* _GOAL_: Retype each line of the material exactly, please, skipping any picture in it.

* _RECORDS SHOWN_:
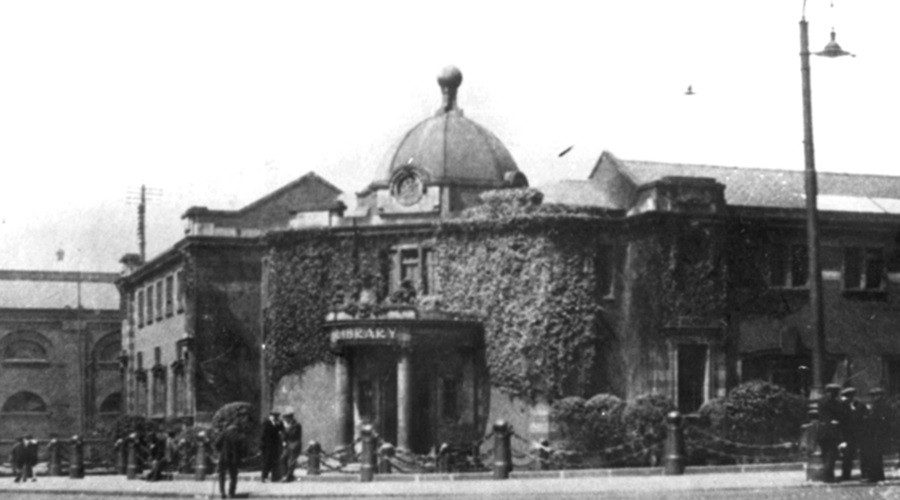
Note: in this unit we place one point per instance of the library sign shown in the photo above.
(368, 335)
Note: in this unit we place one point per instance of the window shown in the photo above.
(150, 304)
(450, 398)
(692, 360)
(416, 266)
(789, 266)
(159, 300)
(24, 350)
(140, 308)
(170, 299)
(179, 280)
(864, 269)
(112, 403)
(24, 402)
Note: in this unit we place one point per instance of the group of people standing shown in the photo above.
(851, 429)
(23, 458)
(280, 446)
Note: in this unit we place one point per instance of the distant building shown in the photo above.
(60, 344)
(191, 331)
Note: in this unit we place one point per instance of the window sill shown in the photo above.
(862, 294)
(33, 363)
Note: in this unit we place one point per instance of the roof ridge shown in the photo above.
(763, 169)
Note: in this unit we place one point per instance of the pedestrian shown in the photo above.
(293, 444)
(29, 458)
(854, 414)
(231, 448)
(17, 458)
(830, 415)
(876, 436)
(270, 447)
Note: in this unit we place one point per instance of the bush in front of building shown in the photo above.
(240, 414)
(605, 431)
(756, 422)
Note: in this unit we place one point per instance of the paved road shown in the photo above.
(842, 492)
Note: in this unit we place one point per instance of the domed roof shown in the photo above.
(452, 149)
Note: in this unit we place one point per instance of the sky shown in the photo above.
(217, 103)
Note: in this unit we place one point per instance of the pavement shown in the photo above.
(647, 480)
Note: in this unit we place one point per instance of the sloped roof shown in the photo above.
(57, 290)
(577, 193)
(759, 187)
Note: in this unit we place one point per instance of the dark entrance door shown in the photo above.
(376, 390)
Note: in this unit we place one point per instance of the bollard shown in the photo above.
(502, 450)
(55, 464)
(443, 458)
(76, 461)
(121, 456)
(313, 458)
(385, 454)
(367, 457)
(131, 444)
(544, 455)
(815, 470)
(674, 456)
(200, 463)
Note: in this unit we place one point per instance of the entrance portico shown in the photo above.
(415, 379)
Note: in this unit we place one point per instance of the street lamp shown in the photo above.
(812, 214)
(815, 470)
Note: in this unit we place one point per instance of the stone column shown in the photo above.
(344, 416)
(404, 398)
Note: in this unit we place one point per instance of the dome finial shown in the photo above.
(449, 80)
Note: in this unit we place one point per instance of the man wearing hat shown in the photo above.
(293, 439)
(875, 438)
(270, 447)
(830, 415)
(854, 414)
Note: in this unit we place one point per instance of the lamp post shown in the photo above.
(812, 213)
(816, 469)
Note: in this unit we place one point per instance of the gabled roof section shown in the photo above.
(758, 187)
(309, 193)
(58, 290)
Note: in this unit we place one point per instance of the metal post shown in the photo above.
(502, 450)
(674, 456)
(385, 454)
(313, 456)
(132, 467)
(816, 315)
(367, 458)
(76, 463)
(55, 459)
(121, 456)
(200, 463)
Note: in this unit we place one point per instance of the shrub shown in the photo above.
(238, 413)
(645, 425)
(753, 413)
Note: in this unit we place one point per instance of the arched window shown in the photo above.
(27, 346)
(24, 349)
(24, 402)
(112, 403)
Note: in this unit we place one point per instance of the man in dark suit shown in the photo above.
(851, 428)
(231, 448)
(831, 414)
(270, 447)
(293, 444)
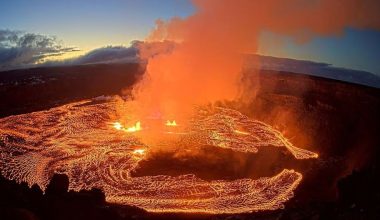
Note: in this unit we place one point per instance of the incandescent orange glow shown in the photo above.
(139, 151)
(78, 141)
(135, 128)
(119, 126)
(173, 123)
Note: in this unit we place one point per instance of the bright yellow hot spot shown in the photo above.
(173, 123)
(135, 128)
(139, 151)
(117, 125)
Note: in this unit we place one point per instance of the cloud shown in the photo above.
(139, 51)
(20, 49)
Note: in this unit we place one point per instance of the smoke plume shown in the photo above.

* _FULL RESPONSE_:
Note: in this unit we place one point per instance of the library sign shown in the photo above.
(368, 335)
Note: in this unit we place one point per instance of the window shown in the photo above.
(150, 304)
(450, 398)
(692, 360)
(416, 266)
(789, 266)
(159, 300)
(24, 350)
(140, 308)
(170, 299)
(179, 280)
(864, 269)
(112, 403)
(24, 402)
Note: in this unit we place one point per instance of the group of people standing shown in the photo above.
(851, 429)
(23, 458)
(280, 446)
Note: in this unit we place one point per instance of the distant building shown in the photo above.
(60, 344)
(191, 331)
Note: in this unit we place one point per instance of the window sill shown in the photo above.
(862, 294)
(33, 363)
Note: in this unit we place one point per instance of the roof ridge shown in the photo above.
(763, 169)
Note: in this unit we place one point per instance of the pedestrian shown in the photo above.
(293, 444)
(29, 458)
(854, 414)
(231, 448)
(17, 458)
(830, 415)
(876, 436)
(270, 447)
Note: in this unit we place one point per instance of the bush in front of building shown in the photo above.
(240, 414)
(605, 431)
(756, 422)
Note: in this unit we place one point per instance of the paved road shown in the photo above.
(842, 492)
Note: in this unit we place one point per instance of the domed roof shown in the photo above.
(452, 149)
Note: in this unit we place one point per instance of the sky shown in the photo above.
(217, 103)
Note: in this unit we place one point per instance of the pavement shown in the photo above.
(647, 480)
Note: in this unit we place one point per instance of the sloped roof shown in the photo above.
(57, 290)
(577, 193)
(759, 187)
Note: in this unit we place one point per instance of the dark entrance door shown in the photo above.
(376, 390)
Note: in this unit we place one point per instance of the bollard shown in the photo above.
(502, 450)
(55, 464)
(443, 458)
(76, 461)
(121, 456)
(313, 458)
(385, 454)
(367, 457)
(131, 444)
(544, 455)
(815, 470)
(674, 456)
(200, 463)
Note: in this unit we place one point per instance of the entrance portico shown in the photo above.
(415, 379)
Note: in this unit we place one point per instance of the street lamp shown in the photo above.
(812, 214)
(815, 470)
Note: in this unit we place one point per instance of the stone column shown in the photo above.
(344, 416)
(404, 398)
Note: in this unit we place one point per instance of the dome finial shown in the photo above.
(449, 80)
Note: in this unit we place one point per instance of the man wearing hat shown in the photo above.
(293, 439)
(875, 438)
(270, 447)
(830, 415)
(854, 414)
Note: in this unit we place one point per instance of the lamp post shown in the photo above.
(812, 213)
(816, 469)
Note: in this unit we place one point per instance of the gabled roof section shown in the photo above.
(758, 187)
(309, 193)
(58, 290)
Note: in this unit we place one point per instance of the metal post shown in the photo above.
(502, 450)
(674, 456)
(385, 454)
(313, 456)
(132, 467)
(816, 315)
(367, 458)
(76, 463)
(55, 459)
(121, 456)
(200, 463)
Note: in this unit we place one point per instance of the shrub shown in the photo above.
(238, 413)
(645, 425)
(753, 413)
Note: in this unit we place one point per instance of the arched window shown in the photo above.
(27, 346)
(24, 349)
(24, 402)
(112, 403)
Note: in this unit we place one point per instance of the man in dark suit shown in the photo above.
(851, 428)
(231, 448)
(831, 414)
(270, 447)
(293, 444)
Note: in this unit we place one point per instance of the incandescent orange glow shown in the photo above.
(139, 151)
(78, 141)
(135, 128)
(119, 126)
(173, 123)
Note: in this unit we place one point per instance of the bright yellow hot spot shown in the photo above.
(173, 123)
(135, 128)
(139, 151)
(117, 125)
Note: in this unit we place one point per instance of the cloud shown in the photo above.
(139, 51)
(20, 49)
Note: in this unit we place one point per instance of the smoke plume shown in the photo above.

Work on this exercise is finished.